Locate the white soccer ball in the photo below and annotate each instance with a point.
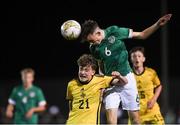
(71, 29)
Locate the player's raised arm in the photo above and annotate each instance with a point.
(118, 79)
(9, 111)
(150, 30)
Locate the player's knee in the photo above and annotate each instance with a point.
(112, 116)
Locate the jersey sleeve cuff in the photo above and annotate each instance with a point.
(11, 101)
(42, 103)
(130, 33)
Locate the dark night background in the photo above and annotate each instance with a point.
(31, 38)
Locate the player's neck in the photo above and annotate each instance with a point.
(27, 86)
(139, 70)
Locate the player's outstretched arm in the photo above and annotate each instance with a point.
(34, 110)
(152, 101)
(118, 79)
(150, 30)
(9, 110)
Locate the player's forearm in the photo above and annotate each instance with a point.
(119, 80)
(157, 92)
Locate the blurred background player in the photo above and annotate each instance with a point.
(107, 45)
(26, 100)
(84, 93)
(149, 88)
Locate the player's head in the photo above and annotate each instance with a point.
(27, 76)
(87, 67)
(137, 55)
(91, 32)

**Problem requirements**
Copy all of the records above word for word, leaving out the pictures.

**Solution for this problem**
Locate the white soccer ball in the photo below and annotate each instance with a point.
(71, 29)
Locate the player's raised arm in the photo above and annotate each instance with a point.
(118, 79)
(9, 111)
(150, 30)
Locate the player's knee in the photo above and annotate each instance with a point.
(112, 116)
Locate the jersey sleeve cuff in the photo above and annotate each instance with a point.
(11, 101)
(42, 103)
(130, 33)
Locate the dark night background in the photo above and annotate each instance with a point.
(31, 38)
Locate the player's neck in the photo above and annotate each instance with a point.
(27, 86)
(139, 70)
Locate the player's outstretched arm in the photo above and annotate each instance with a point.
(34, 110)
(152, 101)
(118, 79)
(150, 30)
(9, 110)
Locate the player's forearm in the photo above and annotate each instance with a point.
(119, 80)
(157, 92)
Locate the blurred background player in the photo above and annotate each instance with a point.
(107, 45)
(26, 100)
(84, 93)
(149, 88)
Locate the player's head in the photo above and annotate each instance with a point.
(27, 76)
(87, 67)
(137, 55)
(91, 32)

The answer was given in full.